→ Excerpt
%%

However for the second installment of JJ Abrams reboot, Star Trek Into Darkness, Roddenberry's character is reimagined as the more violent and more murderous version that sought revenge on Captain Kirk in the film Star Trek II: The Wrath of Khan. In Into Darkness he is woken from cryosleep earlier than in the original timeline to - under the cover name of John Harrison - design weapons for the Federation, though he does so under duress. His people are being held hostage to ensure his compliance, and when the threat against his people increases, he goes rogue and launches a terrorist campaign against the leaders of Starfleet.

Despite Abram's Khan seeming even more unhinged and more violent than when portrayed by Ricardo Montalban for the second time in Star Trek II, there still exists plenty with which the audience might find sympathy. But this character complexity is largely dispersed and sympathy is tested to its limit with his later actions. It is hard to be sympathetic towards Khan after his violent, visceral and personal murder of his enemy, with his bare hands, along with his willingness to murder the Enterprise crew with little provocation. But the real clincher is the completely unnecessary breaking of Dr Carol Marcus' leg, who posed no threat to him whatsoever.

There is an understandable message contained within that dispersal of sympathy: that, however just the cause, there are lines across which support and sympathy cannot stretch.

But there was also an opportunity missed. Roddenberry's Khan was methodical, intelligent, efficient - there would be no unnecessary brutality. If an engagement could be avoided through painless incapacitation of an opponent, then that strategy would suffice and no excess effort would be expended on brutality. These attributes offer the chance to tackle an even more complex and challenging kind of character: an antagonist who is not a villain, but a kind of anti-hero.

This Khan, the anti-hero, seeking the liberation of his people, would be a character not dissimilar to Jules Verne's Captain Nemo.

They already have much in common. They both appear to have been rulers of princely realms in India; both lost their realms and became exiles; and both now fight guerilla, even terrorist, wars in the name of their cause. Nemo seeks to free people from imperial tyranny (particularly from the British Empire), and this new imagining of Khan seeks to free his own people from the manipulations of Starfleet.

However, Verne's Nemo is treated with much greater sympathy. He is deeply affected by his own murderous actions in the course of war and shows great personal courage in standing up for the oppressed. Yet Nemo is still an anti-hero, his methods never fully acceptable even as his motivations demand sympathy.

In Star Trek the heroes have to stay on a truer path, eschewing violence and rising above it. They have to reject vengeance to save the world. A strong and sympathetic anti-hero offers us a dark mirror for the choices that the heroes make. But it also offers something even more important. It challenges the viewer to imagine their enemy more complexly. It is all too easy to dehumanise an opponent and reduce them to evil automatons to be stopped at all costs. It is much braver to try understand them as human beings. And, when it comes to films, books, or comics, drawing up villains with complex motives tends to be rewarding.

Some of the most respected villains in these mediums possess this greater character complexity. Marvel Comic's Magneto and Doctor Doom both came to power to protect and liberate their people from slaughter and oppression. Tolkien's Saruman fell into evil in desperation for a way to fight against overwhelming odds - falling foul of Nietzsche adage warning those who fight monsters to beware.

There is plenty of room in our films for antagonists that can challenge the way we think. In fact, the most dangerous enemies are often those that share many of the strengths and morals as the hero. But they are set apart by the anti-hero's willingness to sacrifice what the hero will not in order to achieve their goals. This uncompromising nature makes heroes second guess themselves, and consider their own darker natures. And it makes us, the viewers, consider with empathy those who pursue goals contrary to our own.

%%

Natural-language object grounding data
%%

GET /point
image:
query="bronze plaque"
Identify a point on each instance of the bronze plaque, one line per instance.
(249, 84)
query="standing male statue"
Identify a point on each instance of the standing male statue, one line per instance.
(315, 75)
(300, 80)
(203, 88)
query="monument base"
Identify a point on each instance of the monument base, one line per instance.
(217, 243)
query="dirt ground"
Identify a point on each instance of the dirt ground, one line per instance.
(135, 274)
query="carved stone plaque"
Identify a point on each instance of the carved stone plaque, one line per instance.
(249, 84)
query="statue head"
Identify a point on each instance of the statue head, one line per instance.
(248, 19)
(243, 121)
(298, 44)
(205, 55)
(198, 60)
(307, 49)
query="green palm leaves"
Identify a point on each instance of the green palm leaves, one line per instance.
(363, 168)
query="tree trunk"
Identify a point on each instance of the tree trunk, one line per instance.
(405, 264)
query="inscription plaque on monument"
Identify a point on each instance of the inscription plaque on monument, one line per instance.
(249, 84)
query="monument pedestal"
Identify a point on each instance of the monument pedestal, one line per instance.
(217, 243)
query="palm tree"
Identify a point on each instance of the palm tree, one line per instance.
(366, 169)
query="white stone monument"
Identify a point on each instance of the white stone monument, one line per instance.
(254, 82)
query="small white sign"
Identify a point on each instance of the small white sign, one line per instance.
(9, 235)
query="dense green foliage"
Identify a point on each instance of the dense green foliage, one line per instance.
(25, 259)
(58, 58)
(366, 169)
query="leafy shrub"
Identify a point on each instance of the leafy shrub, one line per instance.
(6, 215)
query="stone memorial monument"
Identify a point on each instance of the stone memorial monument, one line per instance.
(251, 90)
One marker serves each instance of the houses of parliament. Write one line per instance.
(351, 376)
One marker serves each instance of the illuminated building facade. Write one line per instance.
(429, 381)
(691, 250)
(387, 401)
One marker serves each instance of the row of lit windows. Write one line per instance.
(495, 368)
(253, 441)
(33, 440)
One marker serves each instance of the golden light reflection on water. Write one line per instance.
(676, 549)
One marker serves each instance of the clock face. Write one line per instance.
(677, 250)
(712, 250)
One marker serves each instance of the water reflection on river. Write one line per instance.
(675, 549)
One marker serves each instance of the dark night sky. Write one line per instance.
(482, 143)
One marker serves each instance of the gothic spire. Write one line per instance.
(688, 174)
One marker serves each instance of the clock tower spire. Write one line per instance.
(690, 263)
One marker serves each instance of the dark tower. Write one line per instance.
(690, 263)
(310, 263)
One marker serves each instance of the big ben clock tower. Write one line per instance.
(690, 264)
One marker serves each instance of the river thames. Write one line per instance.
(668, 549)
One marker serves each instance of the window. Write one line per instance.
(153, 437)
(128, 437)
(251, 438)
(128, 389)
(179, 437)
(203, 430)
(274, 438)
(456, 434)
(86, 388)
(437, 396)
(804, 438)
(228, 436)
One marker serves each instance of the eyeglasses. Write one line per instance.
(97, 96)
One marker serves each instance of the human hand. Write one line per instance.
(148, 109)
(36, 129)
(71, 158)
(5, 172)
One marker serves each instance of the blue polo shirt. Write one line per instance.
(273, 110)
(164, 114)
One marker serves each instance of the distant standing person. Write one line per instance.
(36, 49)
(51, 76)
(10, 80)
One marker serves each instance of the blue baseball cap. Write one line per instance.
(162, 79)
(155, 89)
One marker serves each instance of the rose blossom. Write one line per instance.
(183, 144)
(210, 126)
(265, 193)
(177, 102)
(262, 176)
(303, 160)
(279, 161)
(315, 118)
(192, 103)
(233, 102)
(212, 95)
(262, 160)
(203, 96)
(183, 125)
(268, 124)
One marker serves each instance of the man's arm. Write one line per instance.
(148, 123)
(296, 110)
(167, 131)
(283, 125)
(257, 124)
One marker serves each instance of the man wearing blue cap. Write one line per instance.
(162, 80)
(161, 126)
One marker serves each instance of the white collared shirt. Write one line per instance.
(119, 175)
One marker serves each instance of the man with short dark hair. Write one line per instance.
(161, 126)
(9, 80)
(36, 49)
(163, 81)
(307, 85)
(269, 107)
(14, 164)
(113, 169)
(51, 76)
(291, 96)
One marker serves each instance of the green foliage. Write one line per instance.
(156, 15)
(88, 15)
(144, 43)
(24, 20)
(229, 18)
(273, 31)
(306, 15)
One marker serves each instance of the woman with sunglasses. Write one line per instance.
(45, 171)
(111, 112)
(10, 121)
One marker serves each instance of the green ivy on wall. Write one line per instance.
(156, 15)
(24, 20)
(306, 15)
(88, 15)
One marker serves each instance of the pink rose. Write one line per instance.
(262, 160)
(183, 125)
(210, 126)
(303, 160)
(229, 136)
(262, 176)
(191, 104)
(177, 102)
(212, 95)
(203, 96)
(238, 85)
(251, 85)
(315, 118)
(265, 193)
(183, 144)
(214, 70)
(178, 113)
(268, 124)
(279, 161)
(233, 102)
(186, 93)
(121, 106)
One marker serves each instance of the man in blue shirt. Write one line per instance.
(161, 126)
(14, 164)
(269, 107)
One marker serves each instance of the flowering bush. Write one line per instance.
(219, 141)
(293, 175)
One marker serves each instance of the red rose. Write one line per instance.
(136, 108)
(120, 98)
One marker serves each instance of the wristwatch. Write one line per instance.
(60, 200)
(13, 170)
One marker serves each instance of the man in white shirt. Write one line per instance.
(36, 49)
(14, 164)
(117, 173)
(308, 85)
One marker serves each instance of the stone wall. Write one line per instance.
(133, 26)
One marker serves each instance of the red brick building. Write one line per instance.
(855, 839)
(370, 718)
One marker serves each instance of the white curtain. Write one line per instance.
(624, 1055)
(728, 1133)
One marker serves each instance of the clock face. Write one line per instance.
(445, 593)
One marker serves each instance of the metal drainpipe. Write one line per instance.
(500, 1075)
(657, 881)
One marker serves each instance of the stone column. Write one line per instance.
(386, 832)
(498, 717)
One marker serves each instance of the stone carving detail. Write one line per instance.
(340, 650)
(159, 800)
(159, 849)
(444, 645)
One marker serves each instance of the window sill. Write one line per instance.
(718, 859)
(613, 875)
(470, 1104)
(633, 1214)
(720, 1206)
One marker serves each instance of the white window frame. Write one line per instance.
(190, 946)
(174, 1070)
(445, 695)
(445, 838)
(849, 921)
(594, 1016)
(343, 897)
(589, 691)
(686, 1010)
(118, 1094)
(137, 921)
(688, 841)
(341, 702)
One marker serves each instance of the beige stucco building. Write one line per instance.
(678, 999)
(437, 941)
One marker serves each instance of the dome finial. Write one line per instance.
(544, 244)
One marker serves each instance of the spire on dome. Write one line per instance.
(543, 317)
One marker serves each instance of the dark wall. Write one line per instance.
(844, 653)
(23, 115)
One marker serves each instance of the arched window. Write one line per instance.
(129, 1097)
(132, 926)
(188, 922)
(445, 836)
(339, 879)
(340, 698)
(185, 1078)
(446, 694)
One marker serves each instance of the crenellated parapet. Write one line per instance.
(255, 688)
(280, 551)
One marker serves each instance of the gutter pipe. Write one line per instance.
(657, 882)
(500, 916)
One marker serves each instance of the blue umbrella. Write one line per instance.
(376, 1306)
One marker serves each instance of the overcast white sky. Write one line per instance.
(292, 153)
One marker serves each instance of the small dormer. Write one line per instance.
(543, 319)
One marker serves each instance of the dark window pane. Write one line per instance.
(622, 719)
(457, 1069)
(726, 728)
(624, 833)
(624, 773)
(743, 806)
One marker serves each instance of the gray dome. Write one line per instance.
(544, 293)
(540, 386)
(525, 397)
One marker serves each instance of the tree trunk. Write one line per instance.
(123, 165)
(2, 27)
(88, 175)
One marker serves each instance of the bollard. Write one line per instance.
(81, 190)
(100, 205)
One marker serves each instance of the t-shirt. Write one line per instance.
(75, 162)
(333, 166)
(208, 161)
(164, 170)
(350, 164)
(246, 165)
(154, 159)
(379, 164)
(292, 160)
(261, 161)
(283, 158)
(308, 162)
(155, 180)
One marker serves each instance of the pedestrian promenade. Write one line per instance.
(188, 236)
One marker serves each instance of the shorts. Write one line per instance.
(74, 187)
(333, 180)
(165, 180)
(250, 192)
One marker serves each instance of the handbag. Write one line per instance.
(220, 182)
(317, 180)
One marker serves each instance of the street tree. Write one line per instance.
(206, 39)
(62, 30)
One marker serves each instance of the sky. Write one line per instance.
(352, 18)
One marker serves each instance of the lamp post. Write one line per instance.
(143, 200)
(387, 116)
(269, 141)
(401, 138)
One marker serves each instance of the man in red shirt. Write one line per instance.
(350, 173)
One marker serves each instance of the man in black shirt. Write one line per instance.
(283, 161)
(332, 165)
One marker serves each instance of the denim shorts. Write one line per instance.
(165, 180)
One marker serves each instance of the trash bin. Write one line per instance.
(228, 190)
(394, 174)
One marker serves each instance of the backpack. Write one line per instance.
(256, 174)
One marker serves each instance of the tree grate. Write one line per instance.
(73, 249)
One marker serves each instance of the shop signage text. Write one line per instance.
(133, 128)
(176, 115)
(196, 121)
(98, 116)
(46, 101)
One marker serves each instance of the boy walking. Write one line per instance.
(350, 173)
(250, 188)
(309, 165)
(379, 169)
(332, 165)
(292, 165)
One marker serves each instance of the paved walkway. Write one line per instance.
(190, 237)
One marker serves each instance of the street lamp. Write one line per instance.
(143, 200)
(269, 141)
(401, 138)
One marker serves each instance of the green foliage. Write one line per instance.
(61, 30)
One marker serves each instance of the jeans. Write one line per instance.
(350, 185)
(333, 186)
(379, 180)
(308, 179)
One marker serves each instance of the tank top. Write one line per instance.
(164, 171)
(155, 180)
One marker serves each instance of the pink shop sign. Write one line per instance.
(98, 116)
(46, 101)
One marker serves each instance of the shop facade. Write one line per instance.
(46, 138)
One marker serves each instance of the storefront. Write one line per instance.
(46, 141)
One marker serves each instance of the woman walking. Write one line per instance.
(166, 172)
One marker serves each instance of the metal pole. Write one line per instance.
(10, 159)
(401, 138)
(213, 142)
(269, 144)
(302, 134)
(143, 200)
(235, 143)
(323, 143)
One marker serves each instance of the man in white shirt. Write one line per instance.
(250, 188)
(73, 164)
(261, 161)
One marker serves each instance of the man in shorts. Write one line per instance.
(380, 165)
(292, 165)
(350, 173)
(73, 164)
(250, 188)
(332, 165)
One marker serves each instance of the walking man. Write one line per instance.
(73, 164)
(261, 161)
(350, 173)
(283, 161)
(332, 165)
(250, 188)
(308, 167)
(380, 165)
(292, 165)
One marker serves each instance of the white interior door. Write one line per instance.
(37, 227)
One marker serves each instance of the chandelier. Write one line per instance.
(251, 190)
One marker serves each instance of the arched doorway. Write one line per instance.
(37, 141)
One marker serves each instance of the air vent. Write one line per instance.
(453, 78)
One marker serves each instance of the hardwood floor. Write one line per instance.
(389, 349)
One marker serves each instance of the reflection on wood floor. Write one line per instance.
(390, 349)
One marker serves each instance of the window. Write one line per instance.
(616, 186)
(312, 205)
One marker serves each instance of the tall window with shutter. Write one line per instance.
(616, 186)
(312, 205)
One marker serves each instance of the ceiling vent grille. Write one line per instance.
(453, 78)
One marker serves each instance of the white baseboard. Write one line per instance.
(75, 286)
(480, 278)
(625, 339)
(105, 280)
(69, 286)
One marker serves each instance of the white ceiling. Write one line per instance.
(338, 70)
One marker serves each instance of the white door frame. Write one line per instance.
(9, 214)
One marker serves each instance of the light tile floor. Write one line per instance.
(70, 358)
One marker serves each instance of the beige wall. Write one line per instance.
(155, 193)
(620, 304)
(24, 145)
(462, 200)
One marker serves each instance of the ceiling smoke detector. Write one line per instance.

%%

→ About this exercise
In the excerpt about Khan, what cover name does he use while designing weapons for the Federation in Star Trek Into Darkness? You can set the lines aside, since nothing here depends on them.

→ Task solution
John Harrison